- _Requirements_
Return word for word the lines of the records below, starting at the line that contains "Note: pick out each instance of the purple" and ending at the line that contains "pixel 1278 232", with both of those lines included. Leave the pictures out of your answer.

════════════════════

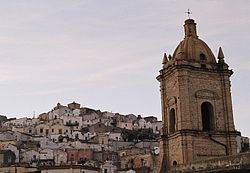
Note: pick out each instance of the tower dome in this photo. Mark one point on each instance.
(193, 50)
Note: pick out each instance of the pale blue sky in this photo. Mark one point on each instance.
(105, 54)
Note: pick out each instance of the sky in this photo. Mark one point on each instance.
(106, 54)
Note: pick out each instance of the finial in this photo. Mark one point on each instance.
(188, 13)
(169, 57)
(220, 54)
(165, 59)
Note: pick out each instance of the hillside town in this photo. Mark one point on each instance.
(79, 139)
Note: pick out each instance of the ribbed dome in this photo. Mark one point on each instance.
(192, 49)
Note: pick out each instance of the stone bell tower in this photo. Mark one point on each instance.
(196, 103)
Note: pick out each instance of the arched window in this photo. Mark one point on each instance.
(207, 116)
(172, 121)
(202, 57)
(174, 163)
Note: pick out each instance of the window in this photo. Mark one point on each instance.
(203, 57)
(174, 163)
(172, 121)
(207, 116)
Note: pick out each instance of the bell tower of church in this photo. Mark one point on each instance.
(196, 102)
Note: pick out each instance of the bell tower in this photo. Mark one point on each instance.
(196, 103)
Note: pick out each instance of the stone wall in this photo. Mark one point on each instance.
(233, 163)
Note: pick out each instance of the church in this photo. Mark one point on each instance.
(197, 112)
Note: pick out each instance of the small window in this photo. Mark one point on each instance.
(203, 57)
(207, 116)
(172, 121)
(174, 163)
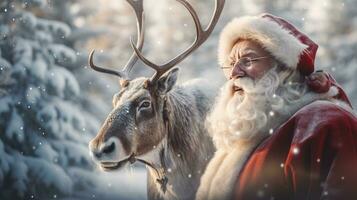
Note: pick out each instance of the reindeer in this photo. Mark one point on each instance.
(157, 122)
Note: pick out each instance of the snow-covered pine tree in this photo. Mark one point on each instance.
(43, 132)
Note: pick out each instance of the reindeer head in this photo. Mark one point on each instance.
(136, 125)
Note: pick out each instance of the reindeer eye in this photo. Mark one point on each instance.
(144, 104)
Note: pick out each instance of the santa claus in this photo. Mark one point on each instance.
(282, 131)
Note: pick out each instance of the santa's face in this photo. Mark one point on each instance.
(247, 59)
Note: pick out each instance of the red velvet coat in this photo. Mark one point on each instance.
(311, 156)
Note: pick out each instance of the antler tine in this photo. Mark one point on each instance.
(137, 6)
(103, 70)
(201, 36)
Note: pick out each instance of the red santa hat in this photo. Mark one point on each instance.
(285, 42)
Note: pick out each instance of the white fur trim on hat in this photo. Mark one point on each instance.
(274, 38)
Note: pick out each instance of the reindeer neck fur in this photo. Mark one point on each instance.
(186, 147)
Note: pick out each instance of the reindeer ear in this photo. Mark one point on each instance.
(167, 81)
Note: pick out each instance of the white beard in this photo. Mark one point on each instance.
(239, 123)
(244, 116)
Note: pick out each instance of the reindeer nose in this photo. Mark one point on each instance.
(98, 152)
(109, 149)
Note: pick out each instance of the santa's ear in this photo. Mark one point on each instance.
(167, 81)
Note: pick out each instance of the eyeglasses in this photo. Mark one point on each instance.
(244, 62)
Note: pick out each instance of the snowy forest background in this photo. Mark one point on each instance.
(52, 104)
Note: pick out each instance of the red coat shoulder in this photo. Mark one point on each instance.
(313, 155)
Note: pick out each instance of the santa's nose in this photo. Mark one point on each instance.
(237, 71)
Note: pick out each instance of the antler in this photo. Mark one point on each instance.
(137, 6)
(201, 36)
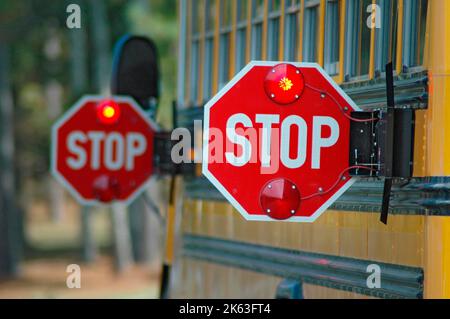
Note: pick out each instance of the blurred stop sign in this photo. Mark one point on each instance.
(276, 141)
(102, 149)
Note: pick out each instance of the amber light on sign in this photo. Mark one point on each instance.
(284, 83)
(108, 112)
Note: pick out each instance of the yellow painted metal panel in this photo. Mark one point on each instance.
(437, 278)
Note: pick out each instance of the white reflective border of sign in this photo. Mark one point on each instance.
(54, 146)
(222, 189)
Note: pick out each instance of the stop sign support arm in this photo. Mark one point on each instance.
(383, 142)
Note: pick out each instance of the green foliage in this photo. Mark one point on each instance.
(28, 27)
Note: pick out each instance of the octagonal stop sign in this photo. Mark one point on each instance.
(276, 141)
(102, 149)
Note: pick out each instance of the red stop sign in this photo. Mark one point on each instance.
(276, 141)
(102, 149)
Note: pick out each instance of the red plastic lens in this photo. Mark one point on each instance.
(280, 198)
(108, 112)
(284, 83)
(106, 188)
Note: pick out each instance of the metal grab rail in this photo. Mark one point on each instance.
(336, 272)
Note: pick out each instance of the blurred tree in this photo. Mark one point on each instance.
(44, 55)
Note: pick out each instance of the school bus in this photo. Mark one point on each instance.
(220, 255)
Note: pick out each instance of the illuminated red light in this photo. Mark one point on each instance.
(280, 198)
(108, 112)
(284, 83)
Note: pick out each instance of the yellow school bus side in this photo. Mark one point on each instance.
(416, 238)
(437, 268)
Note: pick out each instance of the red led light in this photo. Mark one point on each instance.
(108, 112)
(284, 83)
(106, 188)
(280, 198)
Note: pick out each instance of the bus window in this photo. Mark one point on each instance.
(196, 16)
(241, 34)
(414, 21)
(310, 26)
(331, 45)
(257, 22)
(273, 32)
(224, 42)
(357, 42)
(210, 11)
(291, 30)
(386, 35)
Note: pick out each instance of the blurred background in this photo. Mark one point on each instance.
(44, 68)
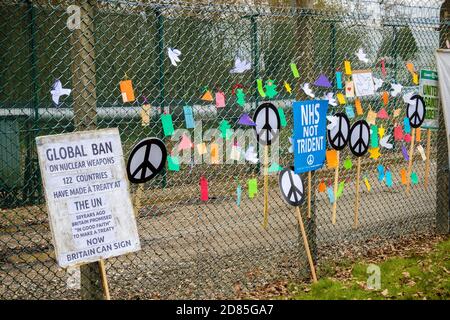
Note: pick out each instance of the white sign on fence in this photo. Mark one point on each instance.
(87, 193)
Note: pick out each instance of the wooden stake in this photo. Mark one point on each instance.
(411, 154)
(266, 186)
(138, 198)
(427, 161)
(358, 174)
(101, 264)
(305, 242)
(309, 194)
(336, 181)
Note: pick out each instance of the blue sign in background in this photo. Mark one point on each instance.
(309, 140)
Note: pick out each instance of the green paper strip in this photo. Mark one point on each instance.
(295, 70)
(252, 187)
(225, 129)
(173, 163)
(275, 167)
(282, 117)
(260, 88)
(167, 123)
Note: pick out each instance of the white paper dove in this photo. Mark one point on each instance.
(378, 83)
(251, 155)
(331, 100)
(58, 91)
(240, 66)
(174, 56)
(333, 122)
(307, 90)
(291, 147)
(362, 56)
(396, 89)
(384, 142)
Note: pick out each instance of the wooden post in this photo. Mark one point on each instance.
(309, 194)
(336, 182)
(105, 286)
(358, 174)
(411, 156)
(266, 186)
(305, 242)
(427, 161)
(85, 114)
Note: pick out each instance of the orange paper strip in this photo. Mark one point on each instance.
(385, 98)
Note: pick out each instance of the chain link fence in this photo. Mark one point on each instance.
(190, 248)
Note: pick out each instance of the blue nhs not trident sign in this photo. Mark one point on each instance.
(309, 140)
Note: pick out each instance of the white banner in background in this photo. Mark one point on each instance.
(443, 68)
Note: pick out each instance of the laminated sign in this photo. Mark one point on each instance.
(87, 193)
(309, 134)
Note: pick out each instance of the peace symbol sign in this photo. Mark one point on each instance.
(415, 111)
(267, 122)
(359, 138)
(146, 160)
(338, 135)
(291, 186)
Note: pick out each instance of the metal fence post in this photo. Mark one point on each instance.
(443, 180)
(304, 45)
(85, 113)
(32, 189)
(160, 54)
(255, 66)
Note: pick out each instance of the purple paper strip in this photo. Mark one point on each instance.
(405, 153)
(322, 81)
(246, 120)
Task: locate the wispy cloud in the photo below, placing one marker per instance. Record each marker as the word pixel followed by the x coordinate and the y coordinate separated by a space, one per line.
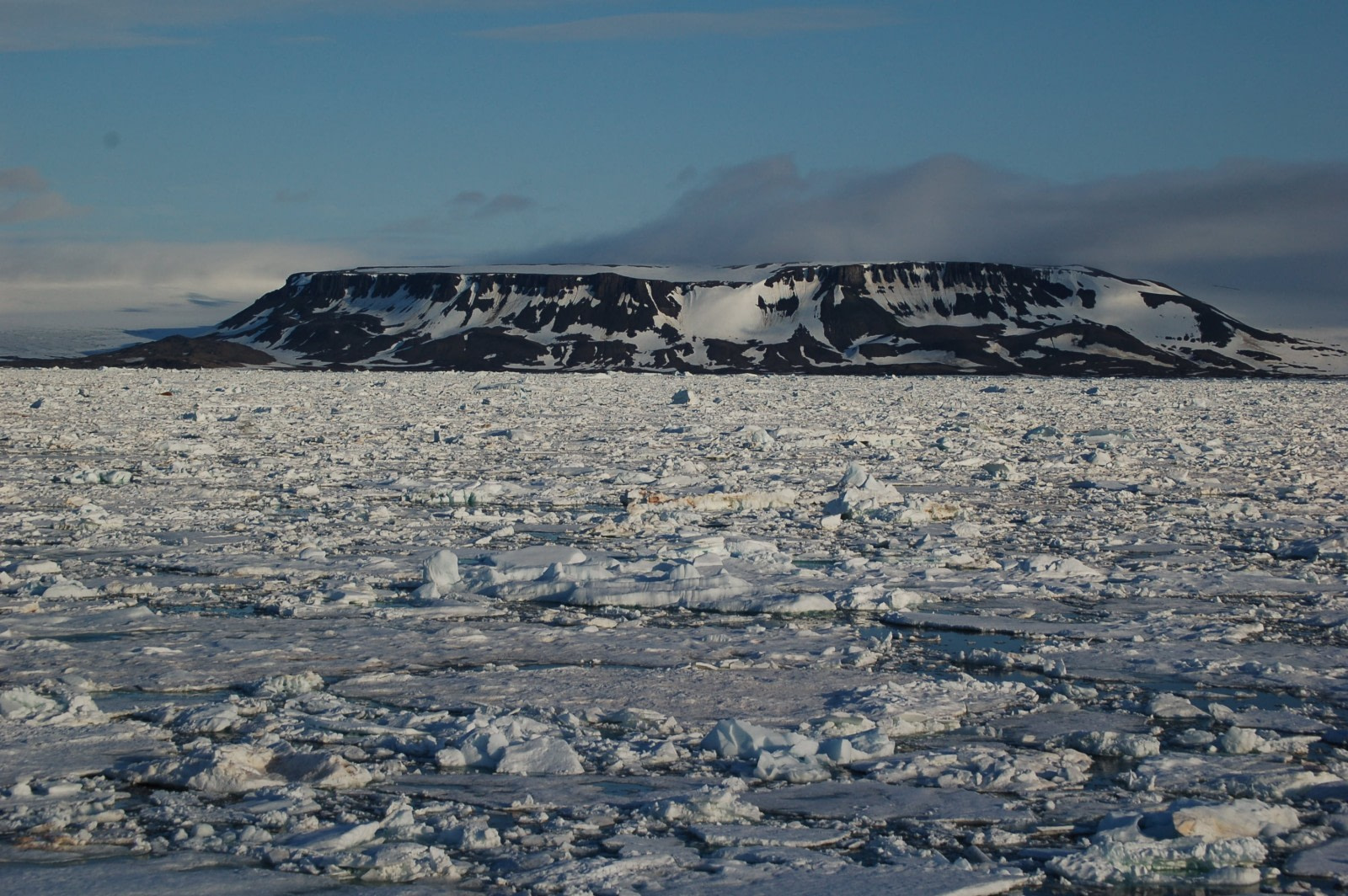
pixel 503 204
pixel 660 26
pixel 26 195
pixel 179 282
pixel 287 197
pixel 69 24
pixel 1278 232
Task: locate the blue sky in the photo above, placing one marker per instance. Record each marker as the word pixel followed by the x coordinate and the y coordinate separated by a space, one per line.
pixel 163 161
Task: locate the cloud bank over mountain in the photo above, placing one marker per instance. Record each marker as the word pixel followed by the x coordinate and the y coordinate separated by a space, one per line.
pixel 1264 240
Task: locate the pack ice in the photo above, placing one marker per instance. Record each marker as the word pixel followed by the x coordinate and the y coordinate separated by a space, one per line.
pixel 626 633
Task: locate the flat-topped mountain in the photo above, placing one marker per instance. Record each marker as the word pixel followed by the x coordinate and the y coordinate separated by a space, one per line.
pixel 949 317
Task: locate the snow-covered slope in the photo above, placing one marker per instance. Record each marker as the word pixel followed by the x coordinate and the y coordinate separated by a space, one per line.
pixel 866 318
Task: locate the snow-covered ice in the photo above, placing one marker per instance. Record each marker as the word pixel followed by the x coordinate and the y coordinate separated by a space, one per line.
pixel 570 633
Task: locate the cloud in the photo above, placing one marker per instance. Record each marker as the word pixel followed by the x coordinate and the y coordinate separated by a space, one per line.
pixel 661 26
pixel 469 197
pixel 1276 231
pixel 293 195
pixel 26 195
pixel 67 24
pixel 503 204
pixel 208 301
pixel 181 283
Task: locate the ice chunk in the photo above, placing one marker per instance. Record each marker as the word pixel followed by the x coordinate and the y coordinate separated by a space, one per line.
pixel 336 837
pixel 233 768
pixel 1239 819
pixel 539 756
pixel 289 685
pixel 736 739
pixel 859 492
pixel 320 770
pixel 441 570
pixel 709 805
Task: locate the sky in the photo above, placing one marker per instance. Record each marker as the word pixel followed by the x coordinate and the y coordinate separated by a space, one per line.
pixel 166 162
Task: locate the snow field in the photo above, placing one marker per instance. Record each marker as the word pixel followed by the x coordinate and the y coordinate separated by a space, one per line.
pixel 615 633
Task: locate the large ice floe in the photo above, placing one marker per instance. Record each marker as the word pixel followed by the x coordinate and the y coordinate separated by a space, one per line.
pixel 626 633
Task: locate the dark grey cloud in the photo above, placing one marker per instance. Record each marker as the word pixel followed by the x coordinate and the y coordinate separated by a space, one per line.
pixel 26 195
pixel 1260 239
pixel 662 26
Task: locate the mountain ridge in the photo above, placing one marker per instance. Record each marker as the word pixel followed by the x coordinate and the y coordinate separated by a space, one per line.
pixel 894 317
pixel 805 318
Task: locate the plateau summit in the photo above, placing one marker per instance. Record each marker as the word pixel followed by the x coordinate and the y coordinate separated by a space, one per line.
pixel 952 317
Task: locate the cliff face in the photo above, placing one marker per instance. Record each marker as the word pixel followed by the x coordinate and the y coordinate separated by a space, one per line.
pixel 856 318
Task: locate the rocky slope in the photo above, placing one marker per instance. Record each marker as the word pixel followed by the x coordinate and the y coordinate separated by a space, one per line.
pixel 816 318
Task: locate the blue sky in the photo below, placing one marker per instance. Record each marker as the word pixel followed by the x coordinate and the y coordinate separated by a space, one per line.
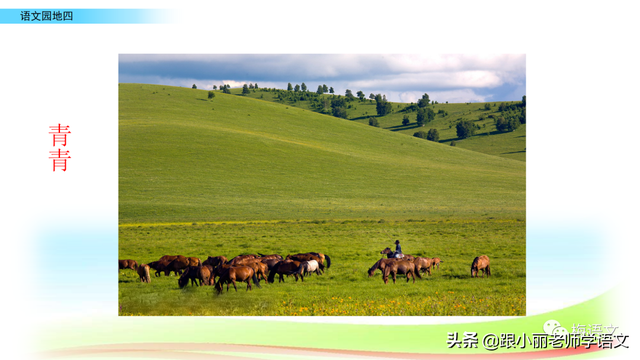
pixel 453 78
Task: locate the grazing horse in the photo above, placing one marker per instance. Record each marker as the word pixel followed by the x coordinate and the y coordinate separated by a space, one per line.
pixel 480 263
pixel 380 265
pixel 239 273
pixel 268 257
pixel 214 261
pixel 423 264
pixel 195 273
pixel 127 264
pixel 436 263
pixel 165 261
pixel 391 254
pixel 306 257
pixel 310 266
pixel 143 272
pixel 259 267
pixel 323 257
pixel 241 258
pixel 402 267
pixel 285 267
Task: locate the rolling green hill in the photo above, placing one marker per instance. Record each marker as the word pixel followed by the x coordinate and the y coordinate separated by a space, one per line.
pixel 487 140
pixel 184 158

════════════════════

- _The response_
Note: pick out each instance of the purple paper strip in this photo. Mark one point on each instance.
(405, 153)
(322, 81)
(246, 120)
Task: locate the wispy cloud in the photo below, placing one marker per instance. Record each marker as the word pixel followed by the x coordinate and the y coordinate separated by a space, one per line.
pixel 503 204
pixel 660 26
pixel 26 195
pixel 179 282
pixel 287 197
pixel 69 24
pixel 1278 232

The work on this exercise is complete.